Text excerpt:
Start of Block

On Saturday, we would be heading home. The weather was better than on the day before so we were hopeful that we could go through the Park to get to West Yellowstone. We stopped an "Stop the Car" store and I picked up some cute mittens for Diane. When we got to the Park Entrance, I asked the rangerette if we could get to West. She said, "Sure, you just go up to Mammoth...". That was the long way we were hoping to avoid. That was would give us a 10-11 hour drive. We made good time through the Park and went past Mammoth, Gardner and into Livingston, MT. From there we went past Bozeman and then to West Yellowstone. We had lunch at Ernie's and then Dick took over the driving for awhile. We pulled into my house about 6 PM. The trips had it's ups and downs but it will occupy a prominent place in the good memory bank of my brain. Except for the toothache.

PS: Root canal scheduled for Monday October 17. That is if I survive the pain this week while working in Wyoming.

Wednesday, September 28, 2011

Little Cottonwood Creek

I have found a wonderful spot to fish on Little Cottonwood Creek. It takes 8 minutes to drive to and 5 minutes to walk to after that and I am fishing. So far I have caught Brookies and Rainbows. Yesterday I picked up four Rainbows. The fish are crafty. It took me an hour and a half to bring these guys in. I was surprised that a couple of them went 10 and 11 inches. Nice size for a small creek like this. The fish don't hold in the fast water but prefer pools and back eddies. I had to wade in the water to prevent my backcast from landing in a tree. When I catch a fish, I always move on. It is one hole, one fish territory. I had success with attractors; stimulators, royal wulff and trude, and parachute adams. I know there must be some bigger fish lurking in the fast water but so far have not been able to bring one up out of there. Here is a shot of one of the Brookies.

Sunday, September 11, 2011

Where did Summer Go?

Wow! Where did the summer go? I had so many things I was going to do this summer and now it looks like Autumn is beginning. Did I go to Zion? No. Did I go fish Slough Creek in Yellowstone? No. Did I fish the Owyhee River in Idaho? Not Yet! So, there are still some excursions that I may get in before the snow flies.

Two weeks ago, Dick Hauch and I went to Idaho to fish the Salt and South Fork of the Snake Rivers. We stayed with Hasty and Grace Arnold in Irwin, Idaho in their beautiful home on the banks of the Snake River below Palisades. Dick and I were interns together at L.A. County-USC Medical Center in 1973. We try and get together to fly fish at least once a year. This time we fished our first day on the Salt River above Palisades with our guide, Travis Taylor. His father, Bart has been a fishing guide in the area for over 30 years. We had a great day fishing on the Salt and the next day we fished the South Fork from Conant to Byington, 9 am to 9 pm on the river. It had rained the night before which put a damper on the really hot fishing, but we caught fish nonetheless. We just had to work harder. The two main flies we used were a Chubby Chernobyl that imitated a large stone fly or grass hopper. Behind this we trailed a Hemingway, a size 16 caddis imitation that we fished wet or dry. We tried other flies but we always seemed to come back to this combination. On our last day, we bid goodbye to our wonderful hosts and stopped at the Grey's River to fish in the morning before we drove back to Salt Lake. I put Dick on a plane and that marked the time to officially start planning our next year's trip.

End of Block

Task instructions:
- a) Reproduce the part of the fishing blog that begins at the words "Sunday, September 11, 2011" and stops after the words "the snow flies.".
- b) Using the fishing blog, say whether each statement agrees with it, answering yes or no and quoting the words that decide it: (i) The writer and Dick were interns together at L.A. County-USC Medical Center in 1973. (ii) On Little Cottonwood Creek, the fish hold in the fast water. (iii) The Hemingway is a size 16 caddis imitation.
- c) Write the next part of the fishing blog, picking up after its final sentence.
The data has nothing to do with the fishing blog.

Input data:
Start of Block

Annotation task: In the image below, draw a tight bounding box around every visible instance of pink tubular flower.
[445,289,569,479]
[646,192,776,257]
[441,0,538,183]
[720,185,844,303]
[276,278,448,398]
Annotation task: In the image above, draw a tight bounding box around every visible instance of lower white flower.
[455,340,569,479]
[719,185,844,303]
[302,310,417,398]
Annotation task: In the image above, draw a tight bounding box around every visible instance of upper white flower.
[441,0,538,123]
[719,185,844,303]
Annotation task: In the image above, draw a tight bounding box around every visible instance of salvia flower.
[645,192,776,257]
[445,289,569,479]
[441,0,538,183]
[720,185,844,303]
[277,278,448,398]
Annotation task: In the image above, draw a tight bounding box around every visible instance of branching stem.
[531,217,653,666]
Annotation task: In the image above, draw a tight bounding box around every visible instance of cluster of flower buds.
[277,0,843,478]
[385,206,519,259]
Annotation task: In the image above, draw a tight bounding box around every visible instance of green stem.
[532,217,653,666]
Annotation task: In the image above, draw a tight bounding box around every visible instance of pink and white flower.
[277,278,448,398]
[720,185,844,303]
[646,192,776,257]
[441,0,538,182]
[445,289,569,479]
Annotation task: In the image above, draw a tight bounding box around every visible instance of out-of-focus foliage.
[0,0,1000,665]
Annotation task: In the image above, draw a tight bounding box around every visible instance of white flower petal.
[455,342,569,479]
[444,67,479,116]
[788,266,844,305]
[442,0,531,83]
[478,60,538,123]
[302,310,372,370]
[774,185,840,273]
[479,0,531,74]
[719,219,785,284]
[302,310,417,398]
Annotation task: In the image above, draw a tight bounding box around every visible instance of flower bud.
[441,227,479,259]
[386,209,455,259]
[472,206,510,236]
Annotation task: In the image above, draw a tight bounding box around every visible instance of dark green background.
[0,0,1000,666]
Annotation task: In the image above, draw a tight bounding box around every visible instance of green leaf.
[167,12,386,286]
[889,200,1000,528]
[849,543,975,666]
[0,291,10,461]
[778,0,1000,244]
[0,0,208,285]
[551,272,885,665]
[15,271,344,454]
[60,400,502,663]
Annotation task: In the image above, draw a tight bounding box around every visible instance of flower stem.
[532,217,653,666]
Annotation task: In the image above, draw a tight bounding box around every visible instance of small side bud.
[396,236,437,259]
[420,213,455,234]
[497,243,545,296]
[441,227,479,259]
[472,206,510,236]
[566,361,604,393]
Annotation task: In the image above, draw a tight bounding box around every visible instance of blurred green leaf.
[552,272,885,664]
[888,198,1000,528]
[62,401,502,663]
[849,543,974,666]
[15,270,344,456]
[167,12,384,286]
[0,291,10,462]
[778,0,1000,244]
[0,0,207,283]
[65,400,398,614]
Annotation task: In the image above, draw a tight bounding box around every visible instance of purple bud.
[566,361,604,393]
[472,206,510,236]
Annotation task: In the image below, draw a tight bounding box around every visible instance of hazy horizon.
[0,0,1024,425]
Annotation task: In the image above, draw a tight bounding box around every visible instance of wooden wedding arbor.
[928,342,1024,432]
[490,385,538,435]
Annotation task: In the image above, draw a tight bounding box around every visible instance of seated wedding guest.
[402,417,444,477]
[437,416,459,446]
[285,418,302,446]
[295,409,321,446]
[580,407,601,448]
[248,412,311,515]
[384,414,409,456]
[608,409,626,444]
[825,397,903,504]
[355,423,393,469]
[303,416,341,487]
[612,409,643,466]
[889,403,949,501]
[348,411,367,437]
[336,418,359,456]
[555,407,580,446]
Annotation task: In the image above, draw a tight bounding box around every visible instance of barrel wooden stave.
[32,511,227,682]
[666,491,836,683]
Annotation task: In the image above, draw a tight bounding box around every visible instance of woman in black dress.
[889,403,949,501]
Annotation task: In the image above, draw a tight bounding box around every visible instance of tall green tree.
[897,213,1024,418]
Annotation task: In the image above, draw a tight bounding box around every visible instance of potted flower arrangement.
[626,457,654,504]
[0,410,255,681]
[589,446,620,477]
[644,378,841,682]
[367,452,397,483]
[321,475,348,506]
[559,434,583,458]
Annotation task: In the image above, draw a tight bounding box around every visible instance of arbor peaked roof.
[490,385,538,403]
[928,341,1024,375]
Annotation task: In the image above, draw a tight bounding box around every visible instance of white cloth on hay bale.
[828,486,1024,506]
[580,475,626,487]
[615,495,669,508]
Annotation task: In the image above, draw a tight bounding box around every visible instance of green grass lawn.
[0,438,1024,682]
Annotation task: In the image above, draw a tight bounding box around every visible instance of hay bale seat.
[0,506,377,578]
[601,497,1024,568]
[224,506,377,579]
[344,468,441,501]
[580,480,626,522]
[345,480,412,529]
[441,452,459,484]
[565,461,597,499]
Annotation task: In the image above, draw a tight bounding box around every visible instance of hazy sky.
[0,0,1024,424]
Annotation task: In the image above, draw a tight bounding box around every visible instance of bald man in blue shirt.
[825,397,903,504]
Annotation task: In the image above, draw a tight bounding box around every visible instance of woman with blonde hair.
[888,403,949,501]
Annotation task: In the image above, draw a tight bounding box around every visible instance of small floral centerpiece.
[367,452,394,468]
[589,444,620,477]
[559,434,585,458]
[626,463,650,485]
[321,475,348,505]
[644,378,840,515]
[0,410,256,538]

End of Block

Results:
- a)
Sunday, September 11, 2011

Where did Summer Go?

Wow! Where did the summer go? I had so many things I was going to do this summer and now it looks like Autumn is beginning. Did I go to Zion? No. Did I go fish Slough Creek in Yellowstone? No. Did I fish the Owyhee River in Idaho? Not Yet! So, there are still some excursions that I may get in before the snow flies.

- b)
(i) Yes: "Dick and I were interns together at L.A. County-USC Medical Center in 1973."
(ii) No: "The fish don't hold in the fast water but prefer pools and back eddies."
(iii) Yes: "a Hemingway, a size 16 caddis imitation"

- c)
Riley in coming for a visit this week and after that Diane and I are headed to Mesa Verde and Hoovenweep for a few days. I will report on that after that. Or, I could just make up some shit now. Nah, I'll wait.

Wednesday, July 13, 2011

New York City


My First Trip to NYC

Yes! I was excited. Diane and I were headed to NYC for a week to celebrate Diane’s 60th birthday. Diane’s sister, Julie would meet us there and we planned to share a suite at the Hotel Giraffe.

We left on Saturday, July 2, 2011. Diane and I had a layover in Memphis where we lunched at the International Bar-B-Q. I had the pulled pork, beans, and cold slaw. I had truly started my vacation. In part, it would be a culinary adventure. Food would be one of the many highlights of our trip.

After arriving at LaGuardia airport, we hailed a cab and headed for the hotel. Julie had already checked in(non-stop, first class from LA). After getting settled, we embarked on a short walk that took us to Mario Batali’s place called Eataly (Yes, a play on words). What a place! It is an emporium of several restaurants and shops selling cheeses, meats, wines, beer, chocolates, gelatos, etc. We settled on a restaurant called Verdure. I had the eggplant caponata. It may have been the most delicious dish I ever had. It was a Saturday night and it was quite crowded, which added to the “New York” experience. With full bellies, we headed back to the hotel and turned in.

Sunday July 3, 2011.

The next day, Sunday, we awoke to a steady rain. We had raingear and umbrellas so that was no problema. We went to the Subway and got our 7 day Metro cards and boarded the subway for Greenwich Village. Diane had booked us on a food tasting and cultural walking tour.

We met our guide, Marie, in front of the Murray Cheese Store. Even though it was raining, our spirits were not dampened. We began our tour by crossing Bleeker Street and entering an olive oil store called O and Co. The owner told us about various olive oils and how they are produced and rated. He warned us that there is no regulation that provided for the listing of possible other oils in olive oil. We tasted a basil olive oil that was delicious. Then we had a chocolate spread that was magnificent. We would come back later and purchase both of these. We then went outside, turned the corner and entered Joe’s Pizza. It was one of the very first pizza shops in Greenwich Village. They import a tomato from Italy that they use for their sauce because it has few seeds. The crust is very thin. We all were treated to a slice from a pizza that was just out of the oven.

Our next stop was Palmas, a rustic Italian-French restaurant on Cornelia Street. We went through the restaurant and through a garden to a private room where we were served a dish of cauliflower, pine nuts, and currants cooked in olive oil. Back out on the street, Marie gave us the history of Cornelia Street; its restaurants and its people. She pointed out Po’s Restaurant, which was Mario Batali’s first restaurant.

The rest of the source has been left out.